### Obiettivo indicato 1:
Nel brano sul fascicolo dedicato a Leopardi e la politica, dove colloca Leopardi la risposta alla minaccia della razionalizzazione, secondo il riassunto di Alessandro Arienzo?

### Brano estratto:
********************
01/2025 – Giacomo Leopardi e la politica: percorsi, letture, interpretazioni
ISSN: 2037-495X
8,50€ – 11,00€
Descrizione
dossier: Giacomo Leopardi e il pensiero politico moderno
Leopardi «politico»: percorsi critici Gennaro Maria Barbuto – Giorgio Volpe
Giacomo Leopardi e la politica come critica etica del moderno Alessandro Arienzo
L’idea di riconoscimento nel Discorso sullo stato presente dei costumi degl’italiani Massimiliano Biscusp
Poesia e comunità tra Foscolo e Leopardi Matteo Palumbo
Tutto nell’uomo è assuefazione. Sulle tracce del Leopardi politico Pietro Sebastianelli
Desiderio, contentezza, mala contentezza: Leopardi interprete di Machiavelli Gianfranco Borrelli
Leopardi e Guicciardini Gennaro Maria Barbuto
L’idea di bene comune: Leopardi tra Machiavelli e Hobbes Fabiana Cacciapuoti
Note su Leopardi e le culture politiche della Restaurazione: il cattolicesimo reazionario Giovanni Scarpato
Amor di sé e amor proprio: l’influenza di Rousseau sul pensiero politico di Leopardi Giorgio Volpe
«Strana festa». Leopardi politico nell’età delle catastrofi Costanza D’Elia
Notizie sugli Autori
Abstracts
Abstracts
Alessandro Arienzo, Giacomo Leopardi and Politics as an Ethical Critique of Modernity
In Giacomo Leopardi’s political thought, significant attention is devoted to political and social institutions, to modern societies and their national specificities, and to key aspects of collective life such as commerce, war, and science. At the core of this reflection lies the idea that the process of rationalization entails the progressive denaturation of the human being, fostering an individualistic egoism that not only alienates man from “Nature” and from his “true nature,” but also disrupts any possible balance between sensibility and intellect. How should one respond to this threat? According to Leopardi, the solution is not to be found in political-institutional reform or in practical politics, but rather in ethics and poetics.
********************
### Voci di dati:
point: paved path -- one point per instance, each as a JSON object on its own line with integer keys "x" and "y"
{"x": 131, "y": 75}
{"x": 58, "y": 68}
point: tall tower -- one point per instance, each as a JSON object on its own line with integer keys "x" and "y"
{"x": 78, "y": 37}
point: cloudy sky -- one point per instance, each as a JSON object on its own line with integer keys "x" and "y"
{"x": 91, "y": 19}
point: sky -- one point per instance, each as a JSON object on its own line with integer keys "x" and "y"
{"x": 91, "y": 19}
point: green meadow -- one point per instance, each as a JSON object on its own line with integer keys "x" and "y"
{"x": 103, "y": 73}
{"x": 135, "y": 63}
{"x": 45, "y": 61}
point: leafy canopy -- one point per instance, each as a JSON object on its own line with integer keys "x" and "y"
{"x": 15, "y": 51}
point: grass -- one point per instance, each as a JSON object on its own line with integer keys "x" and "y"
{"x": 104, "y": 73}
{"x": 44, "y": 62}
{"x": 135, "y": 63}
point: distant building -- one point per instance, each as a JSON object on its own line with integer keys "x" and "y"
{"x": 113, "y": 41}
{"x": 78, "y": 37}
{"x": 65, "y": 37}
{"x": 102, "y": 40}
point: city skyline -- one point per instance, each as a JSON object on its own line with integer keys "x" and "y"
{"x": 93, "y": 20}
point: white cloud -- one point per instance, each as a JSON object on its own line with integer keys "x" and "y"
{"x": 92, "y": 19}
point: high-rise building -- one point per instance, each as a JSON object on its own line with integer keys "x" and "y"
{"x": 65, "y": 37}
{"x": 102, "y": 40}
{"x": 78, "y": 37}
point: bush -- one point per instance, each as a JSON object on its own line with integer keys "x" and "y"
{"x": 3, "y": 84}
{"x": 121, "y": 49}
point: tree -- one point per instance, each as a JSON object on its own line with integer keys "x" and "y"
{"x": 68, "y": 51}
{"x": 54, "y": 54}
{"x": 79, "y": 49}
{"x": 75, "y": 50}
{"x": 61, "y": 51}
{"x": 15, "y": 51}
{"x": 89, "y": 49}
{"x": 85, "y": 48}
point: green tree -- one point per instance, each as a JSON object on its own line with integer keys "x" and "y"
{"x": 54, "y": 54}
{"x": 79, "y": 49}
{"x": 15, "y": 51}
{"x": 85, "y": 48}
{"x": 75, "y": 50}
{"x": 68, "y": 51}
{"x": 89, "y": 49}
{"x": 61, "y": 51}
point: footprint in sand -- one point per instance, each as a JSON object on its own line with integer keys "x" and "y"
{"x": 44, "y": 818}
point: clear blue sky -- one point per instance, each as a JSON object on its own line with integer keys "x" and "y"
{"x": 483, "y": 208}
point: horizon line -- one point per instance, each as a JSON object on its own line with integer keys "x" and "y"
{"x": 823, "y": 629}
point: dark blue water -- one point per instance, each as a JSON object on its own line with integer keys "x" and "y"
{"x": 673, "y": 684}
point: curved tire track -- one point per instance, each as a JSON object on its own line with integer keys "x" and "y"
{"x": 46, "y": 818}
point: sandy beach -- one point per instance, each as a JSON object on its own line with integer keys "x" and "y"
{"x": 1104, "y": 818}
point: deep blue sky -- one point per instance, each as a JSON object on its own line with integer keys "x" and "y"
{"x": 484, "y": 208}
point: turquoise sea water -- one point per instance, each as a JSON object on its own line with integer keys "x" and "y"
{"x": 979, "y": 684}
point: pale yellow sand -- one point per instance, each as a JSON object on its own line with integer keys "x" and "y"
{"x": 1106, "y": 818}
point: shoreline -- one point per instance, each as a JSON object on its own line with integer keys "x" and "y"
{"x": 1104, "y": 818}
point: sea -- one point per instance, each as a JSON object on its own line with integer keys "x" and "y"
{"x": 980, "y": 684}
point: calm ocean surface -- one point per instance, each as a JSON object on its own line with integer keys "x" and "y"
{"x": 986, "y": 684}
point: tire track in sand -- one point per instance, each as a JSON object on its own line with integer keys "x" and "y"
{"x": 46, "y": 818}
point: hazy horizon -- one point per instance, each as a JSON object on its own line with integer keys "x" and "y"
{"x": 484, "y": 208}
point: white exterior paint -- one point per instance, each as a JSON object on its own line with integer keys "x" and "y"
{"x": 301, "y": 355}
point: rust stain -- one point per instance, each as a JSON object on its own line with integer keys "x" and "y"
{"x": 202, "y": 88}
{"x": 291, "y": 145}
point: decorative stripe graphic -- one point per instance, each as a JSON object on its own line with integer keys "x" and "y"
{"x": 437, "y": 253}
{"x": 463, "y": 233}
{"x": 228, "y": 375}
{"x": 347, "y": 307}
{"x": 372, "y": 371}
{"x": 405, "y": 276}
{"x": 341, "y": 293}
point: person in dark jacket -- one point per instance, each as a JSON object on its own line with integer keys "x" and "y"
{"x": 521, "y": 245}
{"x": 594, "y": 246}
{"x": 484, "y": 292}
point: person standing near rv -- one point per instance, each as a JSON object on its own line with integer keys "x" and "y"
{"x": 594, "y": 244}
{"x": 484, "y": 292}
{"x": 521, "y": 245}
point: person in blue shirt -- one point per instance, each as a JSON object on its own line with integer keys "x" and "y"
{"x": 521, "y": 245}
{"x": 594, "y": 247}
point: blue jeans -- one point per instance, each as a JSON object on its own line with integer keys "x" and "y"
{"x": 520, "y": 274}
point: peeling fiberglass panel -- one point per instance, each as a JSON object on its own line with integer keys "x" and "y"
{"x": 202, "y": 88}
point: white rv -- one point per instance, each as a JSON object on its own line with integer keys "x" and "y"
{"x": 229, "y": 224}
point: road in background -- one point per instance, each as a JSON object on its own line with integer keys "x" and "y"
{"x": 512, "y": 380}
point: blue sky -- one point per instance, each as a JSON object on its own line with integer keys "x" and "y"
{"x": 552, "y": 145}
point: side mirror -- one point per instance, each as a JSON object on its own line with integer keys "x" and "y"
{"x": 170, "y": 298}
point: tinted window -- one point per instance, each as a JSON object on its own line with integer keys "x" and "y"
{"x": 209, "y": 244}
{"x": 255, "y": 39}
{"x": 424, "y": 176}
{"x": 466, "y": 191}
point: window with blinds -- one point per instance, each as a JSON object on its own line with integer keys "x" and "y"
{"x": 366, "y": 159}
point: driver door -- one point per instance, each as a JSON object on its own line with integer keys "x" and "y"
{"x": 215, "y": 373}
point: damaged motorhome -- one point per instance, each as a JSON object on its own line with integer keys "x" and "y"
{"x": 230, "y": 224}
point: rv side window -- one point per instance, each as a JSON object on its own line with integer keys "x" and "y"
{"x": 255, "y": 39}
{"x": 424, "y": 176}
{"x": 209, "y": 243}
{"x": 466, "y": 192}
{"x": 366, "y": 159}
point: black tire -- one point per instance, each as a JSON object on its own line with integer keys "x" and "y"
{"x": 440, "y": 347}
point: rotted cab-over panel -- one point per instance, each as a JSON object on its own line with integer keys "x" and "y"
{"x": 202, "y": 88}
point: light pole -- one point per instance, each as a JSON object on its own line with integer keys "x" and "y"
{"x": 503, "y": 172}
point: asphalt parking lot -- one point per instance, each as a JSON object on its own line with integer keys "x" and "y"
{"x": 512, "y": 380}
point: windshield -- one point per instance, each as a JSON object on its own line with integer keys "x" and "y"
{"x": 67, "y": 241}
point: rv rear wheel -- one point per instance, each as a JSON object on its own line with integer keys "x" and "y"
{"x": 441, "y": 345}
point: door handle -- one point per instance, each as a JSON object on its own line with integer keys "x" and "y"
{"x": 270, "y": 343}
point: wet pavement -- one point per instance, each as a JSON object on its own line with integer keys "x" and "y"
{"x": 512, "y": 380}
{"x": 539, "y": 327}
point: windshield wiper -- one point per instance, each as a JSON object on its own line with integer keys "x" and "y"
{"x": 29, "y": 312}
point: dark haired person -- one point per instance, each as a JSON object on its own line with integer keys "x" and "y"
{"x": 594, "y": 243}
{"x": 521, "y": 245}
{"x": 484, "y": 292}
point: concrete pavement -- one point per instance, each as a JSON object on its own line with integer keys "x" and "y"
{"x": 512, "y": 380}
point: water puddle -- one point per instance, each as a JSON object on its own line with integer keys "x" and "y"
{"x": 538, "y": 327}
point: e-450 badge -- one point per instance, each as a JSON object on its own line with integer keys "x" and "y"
********************
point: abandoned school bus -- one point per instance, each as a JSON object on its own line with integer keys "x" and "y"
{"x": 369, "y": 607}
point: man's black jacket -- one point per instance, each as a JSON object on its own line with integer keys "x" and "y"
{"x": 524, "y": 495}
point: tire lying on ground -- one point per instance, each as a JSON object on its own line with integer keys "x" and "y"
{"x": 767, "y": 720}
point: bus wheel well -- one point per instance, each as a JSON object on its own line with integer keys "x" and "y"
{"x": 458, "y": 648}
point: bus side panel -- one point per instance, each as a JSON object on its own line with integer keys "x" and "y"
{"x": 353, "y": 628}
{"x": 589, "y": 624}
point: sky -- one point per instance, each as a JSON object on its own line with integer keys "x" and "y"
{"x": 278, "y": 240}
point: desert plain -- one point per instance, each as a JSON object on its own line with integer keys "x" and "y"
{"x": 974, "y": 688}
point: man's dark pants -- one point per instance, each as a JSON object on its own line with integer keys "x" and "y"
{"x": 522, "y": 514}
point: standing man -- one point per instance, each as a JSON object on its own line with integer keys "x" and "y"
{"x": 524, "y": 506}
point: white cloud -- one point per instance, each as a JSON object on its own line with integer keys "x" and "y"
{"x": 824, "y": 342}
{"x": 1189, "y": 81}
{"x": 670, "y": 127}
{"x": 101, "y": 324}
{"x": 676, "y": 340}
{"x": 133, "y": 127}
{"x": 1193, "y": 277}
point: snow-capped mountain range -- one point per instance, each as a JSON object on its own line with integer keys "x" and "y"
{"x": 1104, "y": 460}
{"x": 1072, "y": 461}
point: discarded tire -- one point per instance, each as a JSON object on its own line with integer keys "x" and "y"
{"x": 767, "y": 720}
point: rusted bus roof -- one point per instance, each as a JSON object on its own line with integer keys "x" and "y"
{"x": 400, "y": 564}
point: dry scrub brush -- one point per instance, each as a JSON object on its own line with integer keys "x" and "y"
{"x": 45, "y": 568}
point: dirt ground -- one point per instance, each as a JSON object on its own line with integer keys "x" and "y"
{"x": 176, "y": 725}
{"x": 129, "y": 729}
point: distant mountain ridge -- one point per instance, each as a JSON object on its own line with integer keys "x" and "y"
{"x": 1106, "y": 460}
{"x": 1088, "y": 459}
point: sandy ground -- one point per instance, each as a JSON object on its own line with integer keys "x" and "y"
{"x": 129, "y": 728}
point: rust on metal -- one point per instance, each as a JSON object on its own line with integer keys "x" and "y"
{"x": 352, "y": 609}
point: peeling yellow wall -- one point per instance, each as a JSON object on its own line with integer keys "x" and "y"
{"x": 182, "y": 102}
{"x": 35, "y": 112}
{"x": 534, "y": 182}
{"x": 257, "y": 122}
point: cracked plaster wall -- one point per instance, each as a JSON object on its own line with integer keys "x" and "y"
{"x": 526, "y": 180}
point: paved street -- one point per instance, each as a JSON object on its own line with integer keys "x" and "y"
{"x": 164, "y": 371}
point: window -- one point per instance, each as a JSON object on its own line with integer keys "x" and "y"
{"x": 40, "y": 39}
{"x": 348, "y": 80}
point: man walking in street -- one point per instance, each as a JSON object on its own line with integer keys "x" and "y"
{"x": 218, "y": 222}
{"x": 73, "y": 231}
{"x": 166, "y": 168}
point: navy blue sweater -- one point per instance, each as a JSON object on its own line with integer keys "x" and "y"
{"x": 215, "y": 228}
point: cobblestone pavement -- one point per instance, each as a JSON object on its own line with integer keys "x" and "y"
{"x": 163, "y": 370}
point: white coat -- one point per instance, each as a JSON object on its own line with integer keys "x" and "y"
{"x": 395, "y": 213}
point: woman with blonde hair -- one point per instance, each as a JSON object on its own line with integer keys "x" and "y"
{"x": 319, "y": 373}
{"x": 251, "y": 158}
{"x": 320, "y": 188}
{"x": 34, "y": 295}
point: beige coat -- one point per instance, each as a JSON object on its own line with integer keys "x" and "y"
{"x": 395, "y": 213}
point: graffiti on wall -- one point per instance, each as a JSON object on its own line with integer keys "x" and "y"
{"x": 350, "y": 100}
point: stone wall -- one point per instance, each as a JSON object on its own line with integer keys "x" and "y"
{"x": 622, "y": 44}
********************
### Obiettivo indicato 2:
Mostra ogni riga delle voci in cui compare la parola "distant".

### Risultato corretto 1:
Nell'etica e nella poetica, non nella riforma politico-istituzionale né nella politica pratica.

### Risultato corretto 2:
point: distant building -- one point per instance, each as a JSON object on its own line with integer keys "x" and "y"
point: distant mountain ridge -- one point per instance, each as a JSON object on its own line with integer keys "x" and "y"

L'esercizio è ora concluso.